**Objective**
Give every line of the items below as a Markdown table with the columns Row and Text, numbering the rows in order and leaving out blank lines.

**Input rows**
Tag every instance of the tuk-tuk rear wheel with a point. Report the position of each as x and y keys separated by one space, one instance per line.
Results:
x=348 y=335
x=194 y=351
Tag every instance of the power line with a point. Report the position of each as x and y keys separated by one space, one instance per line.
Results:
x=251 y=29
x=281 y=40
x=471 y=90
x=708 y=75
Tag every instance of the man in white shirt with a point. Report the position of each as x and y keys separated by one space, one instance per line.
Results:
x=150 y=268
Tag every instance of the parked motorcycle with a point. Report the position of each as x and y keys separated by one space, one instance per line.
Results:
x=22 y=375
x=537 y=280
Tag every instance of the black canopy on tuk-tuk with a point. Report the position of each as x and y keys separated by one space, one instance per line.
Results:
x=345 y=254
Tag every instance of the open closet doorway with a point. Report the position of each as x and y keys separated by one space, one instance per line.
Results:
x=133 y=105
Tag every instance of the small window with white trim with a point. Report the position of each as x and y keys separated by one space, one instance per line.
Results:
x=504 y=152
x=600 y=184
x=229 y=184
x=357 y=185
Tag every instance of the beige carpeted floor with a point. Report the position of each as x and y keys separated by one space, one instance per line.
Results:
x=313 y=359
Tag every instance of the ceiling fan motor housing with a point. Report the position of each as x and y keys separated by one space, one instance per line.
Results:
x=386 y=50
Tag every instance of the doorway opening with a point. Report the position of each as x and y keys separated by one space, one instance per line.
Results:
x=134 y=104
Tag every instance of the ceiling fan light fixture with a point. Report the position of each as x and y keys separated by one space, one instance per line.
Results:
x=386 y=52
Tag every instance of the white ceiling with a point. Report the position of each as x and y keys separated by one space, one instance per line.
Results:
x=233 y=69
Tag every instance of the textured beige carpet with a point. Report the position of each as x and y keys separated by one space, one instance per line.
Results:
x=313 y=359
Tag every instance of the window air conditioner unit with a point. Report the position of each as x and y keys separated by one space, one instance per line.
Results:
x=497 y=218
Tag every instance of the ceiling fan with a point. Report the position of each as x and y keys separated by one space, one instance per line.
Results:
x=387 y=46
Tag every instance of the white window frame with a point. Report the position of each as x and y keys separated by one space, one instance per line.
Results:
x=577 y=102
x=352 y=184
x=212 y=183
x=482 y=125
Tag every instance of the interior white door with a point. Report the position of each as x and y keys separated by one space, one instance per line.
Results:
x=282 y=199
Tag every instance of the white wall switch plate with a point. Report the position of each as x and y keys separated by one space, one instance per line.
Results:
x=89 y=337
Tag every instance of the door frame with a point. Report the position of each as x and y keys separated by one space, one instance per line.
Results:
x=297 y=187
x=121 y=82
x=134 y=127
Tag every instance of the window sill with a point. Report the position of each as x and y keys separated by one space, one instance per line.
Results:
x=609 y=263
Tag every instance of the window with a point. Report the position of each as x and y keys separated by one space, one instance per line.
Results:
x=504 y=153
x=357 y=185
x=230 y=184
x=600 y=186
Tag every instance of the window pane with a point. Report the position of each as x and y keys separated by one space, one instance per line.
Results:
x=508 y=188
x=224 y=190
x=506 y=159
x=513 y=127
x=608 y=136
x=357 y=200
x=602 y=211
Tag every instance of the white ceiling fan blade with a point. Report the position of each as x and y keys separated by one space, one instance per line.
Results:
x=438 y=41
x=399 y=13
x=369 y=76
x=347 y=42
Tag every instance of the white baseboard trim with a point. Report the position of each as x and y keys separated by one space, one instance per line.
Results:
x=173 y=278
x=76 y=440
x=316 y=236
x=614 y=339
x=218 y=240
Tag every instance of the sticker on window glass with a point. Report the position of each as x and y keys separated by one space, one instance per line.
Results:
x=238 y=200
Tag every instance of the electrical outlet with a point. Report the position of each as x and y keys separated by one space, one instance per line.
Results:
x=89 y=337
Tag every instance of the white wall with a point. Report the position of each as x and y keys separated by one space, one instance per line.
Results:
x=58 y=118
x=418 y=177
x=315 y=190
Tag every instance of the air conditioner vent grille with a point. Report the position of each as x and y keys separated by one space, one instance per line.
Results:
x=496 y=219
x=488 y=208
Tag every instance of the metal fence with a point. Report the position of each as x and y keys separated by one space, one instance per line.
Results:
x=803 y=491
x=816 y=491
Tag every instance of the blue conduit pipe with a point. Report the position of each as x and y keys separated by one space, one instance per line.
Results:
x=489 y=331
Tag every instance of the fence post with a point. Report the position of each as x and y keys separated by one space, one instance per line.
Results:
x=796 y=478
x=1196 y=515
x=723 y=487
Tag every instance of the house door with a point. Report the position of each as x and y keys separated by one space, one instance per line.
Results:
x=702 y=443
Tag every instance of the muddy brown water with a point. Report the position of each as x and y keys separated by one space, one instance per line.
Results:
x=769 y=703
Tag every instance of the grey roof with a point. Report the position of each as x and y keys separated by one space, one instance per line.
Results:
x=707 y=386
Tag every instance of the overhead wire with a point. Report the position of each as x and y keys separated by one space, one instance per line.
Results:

**Answer to this problem**
| Row | Text |
|---|---|
| 1 | Tag every instance of the tuk-tuk rear wheel with a point. Report the position of each as x and y keys separated by one space, one instance per line. |
| 2 | Results: |
| 3 | x=348 y=335 |
| 4 | x=194 y=351 |
| 5 | Tag every instance of the power line with a point. Report the position of each as x and y keys separated by one space, one instance per line. |
| 6 | Results: |
| 7 | x=251 y=29 |
| 8 | x=281 y=40 |
| 9 | x=471 y=90 |
| 10 | x=708 y=75 |
| 11 | Tag every instance of the man in white shirt with a point. Report the position of each as x and y keys separated by one space, one instance per line. |
| 12 | Results: |
| 13 | x=150 y=268 |
| 14 | Tag every instance of the parked motorcycle with a point. Report the position of each as x and y keys separated by one space, one instance per line. |
| 15 | Results: |
| 16 | x=22 y=375 |
| 17 | x=537 y=280 |
| 18 | Tag every instance of the black canopy on tuk-tuk with a point. Report the position of each as x and y keys separated by one space, one instance per line. |
| 19 | Results: |
| 20 | x=345 y=254 |
| 21 | Tag every instance of the open closet doorway with a point. Report the position of each as x and y keys separated by one space, one instance per line. |
| 22 | Results: |
| 23 | x=133 y=105 |
| 24 | Tag every instance of the small window with white trim with a point. Report the position of each as x and y keys separated by one space, one instance per line. |
| 25 | Results: |
| 26 | x=504 y=152 |
| 27 | x=600 y=184 |
| 28 | x=229 y=184 |
| 29 | x=357 y=185 |
| 30 | Tag every instance of the beige carpeted floor with a point. Report the position of each as x and y keys separated by one space, one instance per line. |
| 31 | Results: |
| 32 | x=313 y=359 |
| 33 | Tag every instance of the ceiling fan motor housing with a point. Report the position of each as x and y keys separated by one space, one instance per line. |
| 34 | Results: |
| 35 | x=386 y=50 |
| 36 | Tag every instance of the doorway opening with a point. Report the position of each as x and y keys separated by one space, one instance per line. |
| 37 | Results: |
| 38 | x=134 y=104 |
| 39 | Tag every instance of the ceiling fan light fixture with a point. Report the position of each as x and y keys separated by one space, one instance per line. |
| 40 | Results: |
| 41 | x=386 y=52 |
| 42 | Tag every instance of the white ceiling with a point. Report the position of each as x and y keys separated by one space, one instance per line. |
| 43 | Results: |
| 44 | x=233 y=69 |
| 45 | Tag every instance of the textured beige carpet with a point. Report the position of each as x and y keys separated by one space, one instance per line. |
| 46 | Results: |
| 47 | x=313 y=359 |
| 48 | Tag every instance of the window air conditioner unit with a point. Report the position of each as x and y keys separated by one space, one instance per line. |
| 49 | Results: |
| 50 | x=497 y=218 |
| 51 | Tag every instance of the ceiling fan with a point. Report the position of each as x and y keys separated by one space, one instance per line. |
| 52 | Results: |
| 53 | x=387 y=46 |
| 54 | Tag every instance of the white window frame with a point. Report the position of each as x and y keys separated by one space, one instance per line. |
| 55 | Results: |
| 56 | x=577 y=102 |
| 57 | x=352 y=184 |
| 58 | x=212 y=183 |
| 59 | x=482 y=125 |
| 60 | Tag every instance of the interior white door with a point. Report the position of each as x and y keys separated by one space, one instance per line. |
| 61 | Results: |
| 62 | x=282 y=199 |
| 63 | Tag every instance of the white wall switch plate with a point. Report the position of each as x and y keys separated by one space, one instance per line. |
| 64 | Results: |
| 65 | x=89 y=337 |
| 66 | Tag every instance of the door frame with a point. Report the position of each as x and y keys separated by one space, one instance per line. |
| 67 | Results: |
| 68 | x=297 y=187 |
| 69 | x=121 y=82 |
| 70 | x=134 y=127 |
| 71 | Tag every instance of the window sill with a point. Report the position of each as x and y keys separated by one space, one instance per line. |
| 72 | Results: |
| 73 | x=609 y=263 |
| 74 | Tag every instance of the window with a point. Report the position of each as x and y keys separated by one space, one instance per line. |
| 75 | Results: |
| 76 | x=504 y=153 |
| 77 | x=357 y=185 |
| 78 | x=230 y=184 |
| 79 | x=600 y=186 |
| 80 | Tag every instance of the window pane with a point. Report the position of each as x and y keys separated by one space, one instance per line. |
| 81 | Results: |
| 82 | x=508 y=188 |
| 83 | x=224 y=190 |
| 84 | x=506 y=159 |
| 85 | x=513 y=127 |
| 86 | x=608 y=136 |
| 87 | x=357 y=200 |
| 88 | x=602 y=211 |
| 89 | Tag every instance of the white ceiling fan blade with a point. Report the position of each as x and y keys separated by one space, one instance per line. |
| 90 | Results: |
| 91 | x=438 y=41 |
| 92 | x=399 y=13 |
| 93 | x=369 y=76 |
| 94 | x=347 y=42 |
| 95 | Tag every instance of the white baseboard trim with a point. Report the position of each as x and y keys separated by one space, one instance per line. |
| 96 | Results: |
| 97 | x=173 y=278 |
| 98 | x=76 y=440 |
| 99 | x=316 y=236 |
| 100 | x=614 y=339 |
| 101 | x=218 y=240 |
| 102 | Tag every instance of the sticker on window glass with a point. Report the position of each as x and y keys separated by one space, one instance per line. |
| 103 | Results: |
| 104 | x=238 y=200 |
| 105 | Tag every instance of the electrical outlet with a point. Report the position of each as x and y keys separated by one space, one instance per line. |
| 106 | Results: |
| 107 | x=89 y=337 |
| 108 | Tag every instance of the white wall with a point. Report the position of each as x and y keys separated by one space, one instance per line. |
| 109 | Results: |
| 110 | x=58 y=118 |
| 111 | x=418 y=177 |
| 112 | x=315 y=190 |
| 113 | Tag every instance of the air conditioner vent grille with a point. Report the position of each as x and y keys separated by one space, one instance per line. |
| 114 | Results: |
| 115 | x=496 y=219 |
| 116 | x=488 y=208 |
| 117 | Tag every instance of the metal fence with a point. Report the position of each as x and y keys separated by one space, one instance per line. |
| 118 | Results: |
| 119 | x=803 y=491 |
| 120 | x=816 y=491 |
| 121 | Tag every instance of the blue conduit pipe with a point. Report the position of each as x and y keys separated by one space, one instance per line. |
| 122 | Results: |
| 123 | x=489 y=331 |
| 124 | Tag every instance of the fence post with a point. Report the position of each as x and y keys separated by one space, one instance per line. |
| 125 | Results: |
| 126 | x=796 y=478 |
| 127 | x=1196 y=515 |
| 128 | x=723 y=487 |
| 129 | Tag every instance of the house door with a point. Report the position of each as x and y keys separated by one space, one instance per line. |
| 130 | Results: |
| 131 | x=702 y=443 |
| 132 | Tag every instance of the muddy brown water with a point. Report the position of each as x and y keys separated by one space, one instance per line. |
| 133 | Results: |
| 134 | x=769 y=703 |
| 135 | Tag every instance of the grey roof with a point. Report the position of each as x and y keys separated by one space, one instance per line. |
| 136 | Results: |
| 137 | x=707 y=386 |
| 138 | Tag every instance of the overhead wire with a point. Report the position of each as x and y keys separated by one space, one instance per line. |
| 139 | Results: |